TASK DESCRIPTION:
A single number is the answer: how many lines of the entries contain the word "black"?

RECORDS PROVIDED:
——

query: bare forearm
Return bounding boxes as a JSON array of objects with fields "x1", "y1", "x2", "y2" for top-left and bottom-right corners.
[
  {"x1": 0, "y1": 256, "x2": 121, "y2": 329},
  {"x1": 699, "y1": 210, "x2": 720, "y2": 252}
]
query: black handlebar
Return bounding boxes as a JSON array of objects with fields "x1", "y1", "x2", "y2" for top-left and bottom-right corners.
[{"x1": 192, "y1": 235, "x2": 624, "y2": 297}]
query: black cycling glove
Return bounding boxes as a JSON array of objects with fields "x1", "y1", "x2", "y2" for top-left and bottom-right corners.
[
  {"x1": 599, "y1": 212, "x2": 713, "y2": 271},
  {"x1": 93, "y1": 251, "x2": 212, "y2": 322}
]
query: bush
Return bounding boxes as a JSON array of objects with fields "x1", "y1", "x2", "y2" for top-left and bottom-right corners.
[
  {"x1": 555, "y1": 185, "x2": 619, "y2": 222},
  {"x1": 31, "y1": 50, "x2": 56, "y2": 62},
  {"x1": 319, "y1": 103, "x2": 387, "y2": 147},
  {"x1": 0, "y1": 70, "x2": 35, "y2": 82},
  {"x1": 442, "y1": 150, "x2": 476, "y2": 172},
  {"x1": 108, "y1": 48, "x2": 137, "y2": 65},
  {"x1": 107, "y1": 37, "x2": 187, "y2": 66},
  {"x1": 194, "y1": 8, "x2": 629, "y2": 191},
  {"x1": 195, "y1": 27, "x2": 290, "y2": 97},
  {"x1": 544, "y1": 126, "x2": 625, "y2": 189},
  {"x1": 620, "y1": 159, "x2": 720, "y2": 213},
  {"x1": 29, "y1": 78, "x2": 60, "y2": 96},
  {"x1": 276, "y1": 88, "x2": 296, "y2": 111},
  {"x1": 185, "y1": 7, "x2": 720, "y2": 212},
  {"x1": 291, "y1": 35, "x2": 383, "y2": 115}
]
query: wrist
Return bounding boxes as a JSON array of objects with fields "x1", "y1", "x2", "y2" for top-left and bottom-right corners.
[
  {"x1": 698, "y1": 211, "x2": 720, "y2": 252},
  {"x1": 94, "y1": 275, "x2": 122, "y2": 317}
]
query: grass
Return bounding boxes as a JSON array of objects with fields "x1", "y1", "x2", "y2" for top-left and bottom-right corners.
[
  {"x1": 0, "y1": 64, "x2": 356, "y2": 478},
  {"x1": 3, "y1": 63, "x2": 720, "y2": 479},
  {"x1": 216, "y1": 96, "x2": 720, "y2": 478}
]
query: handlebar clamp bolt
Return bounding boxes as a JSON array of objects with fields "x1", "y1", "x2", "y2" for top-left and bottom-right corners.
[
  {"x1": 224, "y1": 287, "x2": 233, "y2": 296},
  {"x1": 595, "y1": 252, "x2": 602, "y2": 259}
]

——

EXERCISE OUTPUT:
2